··· DATA TO PROCESS
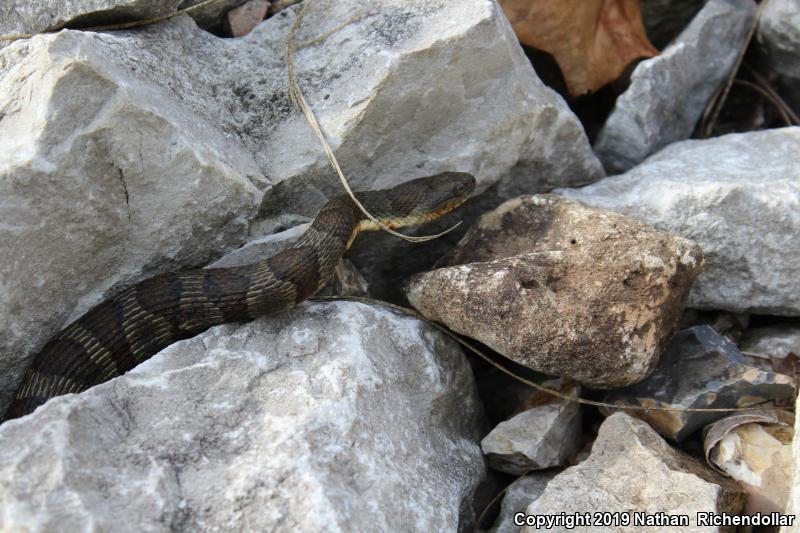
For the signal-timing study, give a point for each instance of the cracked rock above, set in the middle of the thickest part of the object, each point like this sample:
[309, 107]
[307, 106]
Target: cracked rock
[631, 469]
[563, 289]
[700, 369]
[738, 196]
[668, 93]
[340, 415]
[131, 153]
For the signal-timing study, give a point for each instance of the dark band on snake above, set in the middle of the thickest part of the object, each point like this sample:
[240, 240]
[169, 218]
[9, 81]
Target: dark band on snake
[137, 323]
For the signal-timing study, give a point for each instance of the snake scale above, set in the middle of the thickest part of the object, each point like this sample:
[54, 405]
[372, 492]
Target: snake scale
[129, 328]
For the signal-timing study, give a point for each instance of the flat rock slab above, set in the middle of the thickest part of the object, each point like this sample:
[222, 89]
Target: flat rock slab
[564, 289]
[668, 93]
[338, 416]
[738, 196]
[700, 369]
[131, 153]
[633, 470]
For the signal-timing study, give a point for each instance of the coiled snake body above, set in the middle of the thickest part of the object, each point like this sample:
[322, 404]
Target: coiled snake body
[130, 327]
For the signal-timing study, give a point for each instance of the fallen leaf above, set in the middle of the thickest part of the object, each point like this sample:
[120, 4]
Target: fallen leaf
[592, 40]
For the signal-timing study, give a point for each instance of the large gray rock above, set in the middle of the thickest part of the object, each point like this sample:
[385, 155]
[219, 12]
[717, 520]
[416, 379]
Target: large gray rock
[127, 154]
[779, 35]
[738, 196]
[668, 93]
[541, 437]
[700, 369]
[632, 470]
[337, 416]
[517, 282]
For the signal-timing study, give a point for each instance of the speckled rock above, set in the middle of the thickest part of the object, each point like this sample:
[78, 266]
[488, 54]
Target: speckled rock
[518, 497]
[779, 36]
[541, 437]
[131, 153]
[518, 283]
[631, 469]
[700, 368]
[738, 196]
[338, 416]
[668, 93]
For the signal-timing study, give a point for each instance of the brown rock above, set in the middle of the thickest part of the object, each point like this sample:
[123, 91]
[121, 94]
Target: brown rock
[564, 289]
[241, 20]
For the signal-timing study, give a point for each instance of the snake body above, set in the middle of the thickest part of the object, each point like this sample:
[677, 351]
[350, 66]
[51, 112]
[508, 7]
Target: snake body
[129, 328]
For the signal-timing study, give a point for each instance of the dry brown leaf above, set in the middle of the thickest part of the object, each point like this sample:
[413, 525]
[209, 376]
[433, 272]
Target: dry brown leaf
[592, 40]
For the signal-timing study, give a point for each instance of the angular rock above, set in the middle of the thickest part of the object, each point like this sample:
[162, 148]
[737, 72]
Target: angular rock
[665, 19]
[755, 449]
[241, 20]
[631, 469]
[738, 196]
[524, 292]
[137, 152]
[541, 437]
[518, 497]
[779, 35]
[338, 414]
[772, 341]
[668, 93]
[700, 369]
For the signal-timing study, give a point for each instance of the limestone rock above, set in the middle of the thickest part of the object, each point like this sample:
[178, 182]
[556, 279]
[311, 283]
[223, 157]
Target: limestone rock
[631, 469]
[131, 153]
[541, 437]
[668, 93]
[337, 415]
[518, 497]
[779, 35]
[665, 19]
[563, 289]
[755, 449]
[35, 16]
[700, 368]
[738, 196]
[772, 341]
[241, 20]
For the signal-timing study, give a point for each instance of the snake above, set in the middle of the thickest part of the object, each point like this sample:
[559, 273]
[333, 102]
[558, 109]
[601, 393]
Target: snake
[125, 330]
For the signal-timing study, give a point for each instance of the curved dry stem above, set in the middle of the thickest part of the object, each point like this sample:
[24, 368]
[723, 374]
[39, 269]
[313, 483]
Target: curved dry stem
[552, 392]
[297, 97]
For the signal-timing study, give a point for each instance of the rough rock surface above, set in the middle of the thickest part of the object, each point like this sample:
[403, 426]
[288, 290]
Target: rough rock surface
[772, 341]
[133, 153]
[779, 35]
[524, 292]
[541, 437]
[340, 416]
[738, 196]
[668, 93]
[665, 19]
[700, 368]
[241, 20]
[632, 469]
[518, 497]
[34, 16]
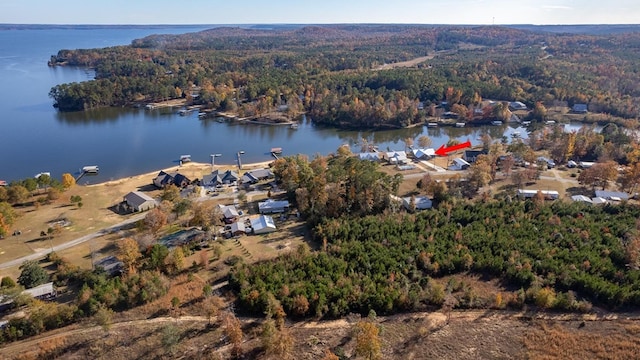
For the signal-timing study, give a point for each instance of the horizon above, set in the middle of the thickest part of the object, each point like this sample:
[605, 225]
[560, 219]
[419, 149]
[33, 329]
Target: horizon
[285, 12]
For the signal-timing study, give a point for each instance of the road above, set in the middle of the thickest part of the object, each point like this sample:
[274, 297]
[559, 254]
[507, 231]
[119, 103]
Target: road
[39, 254]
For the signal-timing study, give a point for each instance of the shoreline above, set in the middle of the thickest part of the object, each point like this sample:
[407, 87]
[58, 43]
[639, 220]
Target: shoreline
[190, 168]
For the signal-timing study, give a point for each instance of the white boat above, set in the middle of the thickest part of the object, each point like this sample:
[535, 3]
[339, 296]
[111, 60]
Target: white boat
[93, 169]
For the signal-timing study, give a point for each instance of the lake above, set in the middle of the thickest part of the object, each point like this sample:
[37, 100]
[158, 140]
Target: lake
[35, 137]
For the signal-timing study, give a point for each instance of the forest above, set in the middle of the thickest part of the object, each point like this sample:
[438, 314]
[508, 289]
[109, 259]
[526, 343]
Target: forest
[337, 73]
[563, 256]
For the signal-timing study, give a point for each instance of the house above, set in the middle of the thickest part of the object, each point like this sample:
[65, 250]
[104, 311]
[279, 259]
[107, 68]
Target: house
[421, 203]
[423, 153]
[548, 194]
[471, 156]
[550, 163]
[110, 264]
[253, 176]
[217, 178]
[238, 228]
[272, 206]
[579, 109]
[459, 164]
[263, 224]
[371, 156]
[517, 105]
[612, 195]
[229, 212]
[138, 201]
[164, 179]
[395, 157]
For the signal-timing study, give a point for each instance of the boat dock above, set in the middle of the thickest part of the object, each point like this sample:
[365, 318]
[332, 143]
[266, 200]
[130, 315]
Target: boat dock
[275, 152]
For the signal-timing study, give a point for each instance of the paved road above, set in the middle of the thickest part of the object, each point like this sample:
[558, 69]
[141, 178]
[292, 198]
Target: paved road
[39, 254]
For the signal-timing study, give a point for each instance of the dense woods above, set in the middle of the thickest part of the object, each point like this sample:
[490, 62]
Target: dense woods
[337, 74]
[559, 255]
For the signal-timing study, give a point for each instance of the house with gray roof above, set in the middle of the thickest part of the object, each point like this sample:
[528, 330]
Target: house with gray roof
[253, 176]
[139, 201]
[216, 178]
[271, 206]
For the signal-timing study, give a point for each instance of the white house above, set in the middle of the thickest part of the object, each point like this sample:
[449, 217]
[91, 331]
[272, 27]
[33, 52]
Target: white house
[263, 224]
[138, 201]
[459, 164]
[395, 157]
[548, 194]
[423, 153]
[371, 156]
[421, 202]
[271, 206]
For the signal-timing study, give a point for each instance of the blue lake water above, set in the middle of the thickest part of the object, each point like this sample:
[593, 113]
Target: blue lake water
[35, 137]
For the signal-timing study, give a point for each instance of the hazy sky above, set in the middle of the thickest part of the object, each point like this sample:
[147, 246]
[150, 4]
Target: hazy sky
[319, 11]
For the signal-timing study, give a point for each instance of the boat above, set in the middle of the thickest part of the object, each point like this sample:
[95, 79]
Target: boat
[93, 169]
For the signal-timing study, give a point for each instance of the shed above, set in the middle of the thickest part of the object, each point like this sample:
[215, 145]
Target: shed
[273, 206]
[263, 224]
[528, 194]
[395, 157]
[581, 198]
[238, 228]
[139, 201]
[612, 195]
[44, 291]
[371, 156]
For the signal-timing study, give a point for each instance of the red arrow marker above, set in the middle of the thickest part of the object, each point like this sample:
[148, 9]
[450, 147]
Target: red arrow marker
[444, 151]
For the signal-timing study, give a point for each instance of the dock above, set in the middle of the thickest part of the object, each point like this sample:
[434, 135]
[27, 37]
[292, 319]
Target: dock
[275, 152]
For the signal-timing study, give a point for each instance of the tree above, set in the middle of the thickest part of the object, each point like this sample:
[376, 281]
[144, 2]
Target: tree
[368, 340]
[129, 253]
[233, 330]
[32, 274]
[68, 181]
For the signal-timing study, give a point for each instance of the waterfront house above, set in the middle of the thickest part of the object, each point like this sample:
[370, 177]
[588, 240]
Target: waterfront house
[263, 224]
[395, 157]
[138, 201]
[229, 213]
[471, 156]
[217, 178]
[272, 206]
[371, 156]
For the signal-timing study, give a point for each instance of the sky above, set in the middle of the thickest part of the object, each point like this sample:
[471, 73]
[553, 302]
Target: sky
[476, 12]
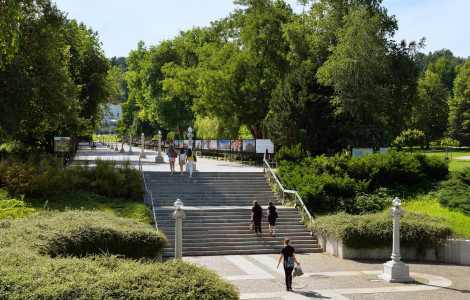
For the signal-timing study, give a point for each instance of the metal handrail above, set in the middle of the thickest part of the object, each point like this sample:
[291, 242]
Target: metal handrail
[285, 191]
[147, 191]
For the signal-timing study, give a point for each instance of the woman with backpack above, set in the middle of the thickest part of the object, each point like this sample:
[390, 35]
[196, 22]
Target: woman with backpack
[288, 254]
[256, 216]
[172, 158]
[181, 158]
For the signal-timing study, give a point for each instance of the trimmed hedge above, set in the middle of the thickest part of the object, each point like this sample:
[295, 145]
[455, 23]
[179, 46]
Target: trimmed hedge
[361, 231]
[25, 273]
[455, 192]
[357, 185]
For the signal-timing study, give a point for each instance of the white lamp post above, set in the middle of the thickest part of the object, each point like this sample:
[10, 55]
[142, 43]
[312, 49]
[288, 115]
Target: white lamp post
[142, 154]
[130, 146]
[159, 158]
[178, 215]
[122, 145]
[395, 270]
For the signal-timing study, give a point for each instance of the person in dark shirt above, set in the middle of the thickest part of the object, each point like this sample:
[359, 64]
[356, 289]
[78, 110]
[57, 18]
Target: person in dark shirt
[288, 254]
[256, 216]
[272, 216]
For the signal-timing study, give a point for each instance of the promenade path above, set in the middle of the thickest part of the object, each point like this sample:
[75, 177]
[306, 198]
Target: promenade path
[326, 277]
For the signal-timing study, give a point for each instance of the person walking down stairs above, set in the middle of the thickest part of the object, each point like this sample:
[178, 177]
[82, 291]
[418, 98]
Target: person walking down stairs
[288, 254]
[191, 160]
[256, 216]
[272, 216]
[181, 158]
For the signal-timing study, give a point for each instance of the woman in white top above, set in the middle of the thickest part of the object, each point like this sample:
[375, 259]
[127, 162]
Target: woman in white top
[181, 157]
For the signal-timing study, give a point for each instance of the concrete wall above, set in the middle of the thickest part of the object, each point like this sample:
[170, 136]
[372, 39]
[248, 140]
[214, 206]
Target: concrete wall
[456, 252]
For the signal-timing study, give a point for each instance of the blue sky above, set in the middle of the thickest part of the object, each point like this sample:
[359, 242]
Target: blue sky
[122, 23]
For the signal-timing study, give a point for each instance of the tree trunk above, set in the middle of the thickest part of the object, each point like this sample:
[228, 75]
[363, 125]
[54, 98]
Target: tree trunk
[256, 131]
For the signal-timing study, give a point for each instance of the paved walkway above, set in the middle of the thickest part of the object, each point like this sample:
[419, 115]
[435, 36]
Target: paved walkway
[326, 277]
[84, 153]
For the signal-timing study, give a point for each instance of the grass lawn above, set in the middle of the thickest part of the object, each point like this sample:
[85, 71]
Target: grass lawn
[457, 221]
[15, 207]
[455, 163]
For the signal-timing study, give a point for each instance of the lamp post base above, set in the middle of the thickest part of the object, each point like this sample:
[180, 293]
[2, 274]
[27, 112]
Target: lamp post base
[396, 271]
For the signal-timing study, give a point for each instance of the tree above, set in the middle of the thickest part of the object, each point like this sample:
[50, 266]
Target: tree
[433, 106]
[459, 117]
[362, 70]
[238, 74]
[410, 138]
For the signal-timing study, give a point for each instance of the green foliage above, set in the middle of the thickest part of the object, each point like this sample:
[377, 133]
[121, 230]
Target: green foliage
[26, 274]
[410, 138]
[84, 233]
[457, 221]
[416, 230]
[455, 192]
[46, 177]
[448, 142]
[357, 185]
[459, 119]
······
THE TASK ::
Your answer should consist solely of the lines above from the line with "of the trimmed" to the line with "the person in", both included, reproduced exactly.

RESPONSE TO THE EXERCISE ::
For the signal-timing study, give a point for each instance of the trimmed hedge above, set in the middle of the thickest part of the object, each point like this sample:
[295, 145]
[455, 23]
[179, 46]
Target: trimmed hedge
[361, 231]
[25, 273]
[455, 192]
[357, 185]
For the signal-timing study, give a point for each instance of the white lamp post above, set in the middle of the thickest part of the object, each point like this sample:
[10, 55]
[142, 43]
[312, 49]
[288, 115]
Target: white lamp post
[142, 154]
[130, 146]
[159, 158]
[178, 215]
[122, 145]
[395, 270]
For the signal-timing study, give a point for each instance of the person in dark shirt above, set in the middle of the thickest part of the object, each point like this sample:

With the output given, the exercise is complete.